> Extrait choisi:
Longtemps ignorées du public imaginant le « blanc manteau de cathédrales1 » dépourvu de polychromies, les peintures murales médiévales furent pourtant toujours connues par les érudits et les spécialistes. Dès le xixe siècle, ceux-ci cherchèrent à les étudier malgré la distance et le mauvais état de conservation, à en rappeler l’existence à travers des publications et à en préserver la mémoire par le biais de campagnes de relevés. Ce constat est particulièrement vrai pour les ensembles picturaux des xie et xiie siècles, dont un édifice emblématique est l’abbatiale de Saint-Savin-sur-Gartempe (xie siècle).
Les reproductions de peintures avant l’archéographie
L’abbatiale de Saint-Savin-sur-Gartempe, classée au patrimoine mondial de l’Unesco depuis 1983, fut le premier édifice en France à faire l’objet d’une monographie, publiée en 1845 par Prosper Mérimée (1803-1870) à l’issue de ses cinq voyages sur ce site historique2. Ce texte fondateur pour l’étude des peintures murales était accompagné d’une série d’illustrations ; Élodie Jeannest souligne qu’elles furent longuement réfléchies en vue d’accompagner le texte d’illustrations fiables, en couleurs et proches de la réalité3. Le peintre retenu, Gérard Seguin, fut choisi en raison de sa formation artistique et de sa capacité à travailler dans des conditions extrêmes, sur un échafaudage atteignant 17 mètres sous voûte. En dépit de ces dispositions préalables, Seguin n’eut très certainement pas l’occasion d’y monter et se contenta de copier les scènes d’après un diagraphe, instrument ne permettant pas d’observer les détails ni de respecter l’échelle initiale. Les relevés qui en résultèrent révélèrent davantage la formation néoclassique du peintre que les peintures elles-mêmes, et c’est par ce biais visuel subjectif que les érudits comme le grand public découvrirent les peintures de Saint-Savin.

(Entrées de données recueillies)
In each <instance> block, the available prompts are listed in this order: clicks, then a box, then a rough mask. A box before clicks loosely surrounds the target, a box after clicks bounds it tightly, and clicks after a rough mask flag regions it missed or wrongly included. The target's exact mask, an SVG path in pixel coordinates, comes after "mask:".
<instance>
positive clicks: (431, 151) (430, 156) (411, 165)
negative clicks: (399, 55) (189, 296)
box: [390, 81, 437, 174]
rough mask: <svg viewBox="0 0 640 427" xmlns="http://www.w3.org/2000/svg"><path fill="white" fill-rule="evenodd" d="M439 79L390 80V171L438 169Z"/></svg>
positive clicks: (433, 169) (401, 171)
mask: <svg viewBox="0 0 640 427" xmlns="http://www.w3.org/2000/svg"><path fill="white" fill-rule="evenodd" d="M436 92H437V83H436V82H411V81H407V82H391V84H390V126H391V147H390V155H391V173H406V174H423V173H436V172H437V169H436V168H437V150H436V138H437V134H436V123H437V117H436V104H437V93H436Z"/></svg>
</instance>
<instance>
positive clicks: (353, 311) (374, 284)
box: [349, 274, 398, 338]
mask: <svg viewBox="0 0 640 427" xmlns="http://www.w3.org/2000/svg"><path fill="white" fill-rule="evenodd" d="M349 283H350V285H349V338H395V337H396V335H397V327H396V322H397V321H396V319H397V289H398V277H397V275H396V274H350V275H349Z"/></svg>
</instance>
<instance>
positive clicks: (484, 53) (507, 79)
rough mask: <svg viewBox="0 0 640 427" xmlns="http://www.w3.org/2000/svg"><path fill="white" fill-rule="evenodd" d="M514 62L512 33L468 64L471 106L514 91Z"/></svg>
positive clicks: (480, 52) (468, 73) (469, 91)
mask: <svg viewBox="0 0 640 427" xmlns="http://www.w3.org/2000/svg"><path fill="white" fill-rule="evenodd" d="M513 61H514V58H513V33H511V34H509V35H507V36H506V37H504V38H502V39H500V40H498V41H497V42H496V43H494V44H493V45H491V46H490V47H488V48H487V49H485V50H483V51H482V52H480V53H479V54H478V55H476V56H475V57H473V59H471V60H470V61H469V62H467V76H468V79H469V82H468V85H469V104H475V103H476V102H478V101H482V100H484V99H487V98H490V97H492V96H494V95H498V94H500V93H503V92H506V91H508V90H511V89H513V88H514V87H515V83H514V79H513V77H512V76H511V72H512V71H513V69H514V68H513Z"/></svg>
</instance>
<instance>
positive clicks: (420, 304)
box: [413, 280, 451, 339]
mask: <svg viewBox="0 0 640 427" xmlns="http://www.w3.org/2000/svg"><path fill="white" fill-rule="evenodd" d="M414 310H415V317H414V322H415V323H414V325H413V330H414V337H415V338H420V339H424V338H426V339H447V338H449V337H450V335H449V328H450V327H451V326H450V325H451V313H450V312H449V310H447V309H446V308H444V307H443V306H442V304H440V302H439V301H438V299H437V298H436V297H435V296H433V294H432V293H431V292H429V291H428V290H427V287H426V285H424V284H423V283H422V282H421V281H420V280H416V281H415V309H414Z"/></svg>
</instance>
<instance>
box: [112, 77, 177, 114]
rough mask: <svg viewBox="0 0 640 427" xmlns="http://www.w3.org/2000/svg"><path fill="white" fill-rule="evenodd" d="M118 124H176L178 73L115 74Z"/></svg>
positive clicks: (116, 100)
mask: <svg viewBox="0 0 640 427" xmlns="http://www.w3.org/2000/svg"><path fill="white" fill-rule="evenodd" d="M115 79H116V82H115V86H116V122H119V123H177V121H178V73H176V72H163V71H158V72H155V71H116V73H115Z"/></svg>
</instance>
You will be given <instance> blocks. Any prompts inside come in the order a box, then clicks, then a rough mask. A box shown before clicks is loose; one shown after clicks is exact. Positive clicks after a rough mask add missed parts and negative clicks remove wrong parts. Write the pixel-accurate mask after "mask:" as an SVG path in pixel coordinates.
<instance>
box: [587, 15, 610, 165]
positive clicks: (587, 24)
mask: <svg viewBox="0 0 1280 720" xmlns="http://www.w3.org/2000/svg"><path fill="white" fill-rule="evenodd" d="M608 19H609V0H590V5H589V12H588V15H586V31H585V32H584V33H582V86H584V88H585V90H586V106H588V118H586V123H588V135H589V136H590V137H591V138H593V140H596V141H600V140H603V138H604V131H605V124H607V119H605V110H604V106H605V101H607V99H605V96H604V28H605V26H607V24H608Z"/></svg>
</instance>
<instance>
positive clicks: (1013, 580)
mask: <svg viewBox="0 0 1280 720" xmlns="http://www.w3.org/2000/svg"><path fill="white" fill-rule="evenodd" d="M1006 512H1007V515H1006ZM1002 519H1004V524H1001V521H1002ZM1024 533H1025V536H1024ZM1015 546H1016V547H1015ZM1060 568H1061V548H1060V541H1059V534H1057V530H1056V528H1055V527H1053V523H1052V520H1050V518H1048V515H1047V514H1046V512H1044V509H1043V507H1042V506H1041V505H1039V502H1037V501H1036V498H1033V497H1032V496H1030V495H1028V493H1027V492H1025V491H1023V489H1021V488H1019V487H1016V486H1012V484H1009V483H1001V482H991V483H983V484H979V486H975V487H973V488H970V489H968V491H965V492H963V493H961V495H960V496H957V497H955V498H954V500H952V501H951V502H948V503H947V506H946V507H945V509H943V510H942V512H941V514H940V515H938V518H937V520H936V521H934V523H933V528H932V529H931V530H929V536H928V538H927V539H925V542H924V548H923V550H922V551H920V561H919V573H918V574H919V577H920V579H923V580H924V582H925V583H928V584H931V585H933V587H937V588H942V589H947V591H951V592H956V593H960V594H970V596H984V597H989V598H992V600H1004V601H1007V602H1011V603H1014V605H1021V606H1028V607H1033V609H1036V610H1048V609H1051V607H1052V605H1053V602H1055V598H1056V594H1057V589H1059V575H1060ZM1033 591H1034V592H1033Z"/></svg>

> Exercices:
1. D'après l'extrait sur l'abbatiale de Saint-Savin-sur-Gartempe, quel peintre fut retenu pour illustrer la monographie de Mérimée ?
2. Combien de lignes des enregistrements contiennent la chaîne « missed » ? Donnez uniquement le nombre.

> Corrigés:
1. Gérard Seguin.

2. 2